** start Passage given **
Energy Future Holdings (“EFH” or “Debtors”) has cleared all of the preliminary hurdles in its path as it moves towards the confirmation of its plan of reorganization (the “Plan”). Last week Judge Christopher Sontchi of the United States Bankruptcy Court for the District of Delaware approved the Debtors’ disclosure statement in support of the Plan, authorized the Plan to be distributed to creditors for voting purposes, and scheduled the hearing on Plan confirmation to begin on November 3. In view of the complexity and contentiousness of these cases, bringing them to the verge of completion in less than eighteen months is a notable achievement for EFH and its professionals.

The final step, however, will be by far the toughest. EFH has reached this point mainly by successfully deferring the battle on certain crucial issues. In order to gain Judge Sontchi’s approval of the Plan and overcome the strong objections of key parties, EFH will need to show, among other things, that the Plan is “feasible,” and that under its terms many of its largest creditors will be “unimpaired.” These requirements will be the focal point of a proceeding that, absent an unexpected settlement, is expected to take several weeks. (Kelley Drye & Warren LLP represents certain creditors in the EFH cases, but will not be taking any position on the issues discussed here.)

EFH entered bankruptcy in April 2014 with over $42 billion in claims, and for most of the time since then these cases have looked to be among the most intractable ever filed. The Debtors’ business operations are divided into two distinct silos: a majority interest in a regulated electrical utility, Oncor, indirectly owned by EFH subsidiary Energy Future Intermediate Holding Company LLC (the so-called “E side” of EFH), and non-regulated electricity generation, mining, and commodity risk management and trading operations, indirectly owned by EFH subsidiary Texas Competitive Holdings Company LLC (the so-called “T side” of EFH). For the first year of these cases, EFH had the support of its E side creditors, who stood to see a substantial recovery from a proposed sale of the Oncor interests, but was facing intense opposition from junior creditors on the T side, who appeared to be out of the money.

Over the past summer, however, the T side creditors began to coalesce around a bold strategy to backstop a real estate investment trust (“REIT”) structure to take control of the Oncor assets, an approach projected to attract enough new capital to pay all E side creditors in full in cash immediately upon the effectiveness of the Plan. Such treatment of the E side creditors would render them “unimpaired” under section 1124 of the Bankruptcy Code, meaning that the Plan would not alter their “legal, equitable and contractual rights.” Unimpaired creditors are presumed to support a plan of reorganization and are not entitled to vote to approve or reject it.

The E side creditors, however, are attacking such characterization of their treatment. They contend that the Plan will not in fact pay all of their claims in full, and therefore that they are “impaired” creditors and entitled to vote. The E side creditors also believe that the Oncor sale process, which they view as a far more certain path towards getting repaid, was abandoned too soon, and have asserted that the REIT structure contemplated by the Plan has too many contingencies to succeed. This is another fundamental objection, as under the Bankruptcy Code Judge Sontchi must expressly determine that the Plan is “feasible.” In view of the numerous approvals which must be obtained from regulators and the IRS, and the billions of dollars of new capital which needs to be raised in a volatile financial environment, the E side creditors intend to show during the Plan confirmation hearing that the Debtors cannot demonstrate a sufficient likelihood that the Plan will ever become effective, and that it is the E side creditors who will bear all the economic risk if the REIT structure does not succeed.
** end Passage given **
* **Exercise**: In the article about the Energy Future Holdings bankruptcy, when was the hearing on Plan confirmation scheduled to begin? Rely only on the article about the Energy Future Holdings bankruptcy for your answer.
** start Material provided **
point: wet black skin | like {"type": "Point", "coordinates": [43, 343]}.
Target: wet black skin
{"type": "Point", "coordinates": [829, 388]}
** end Material provided **
* **Task result**: November 3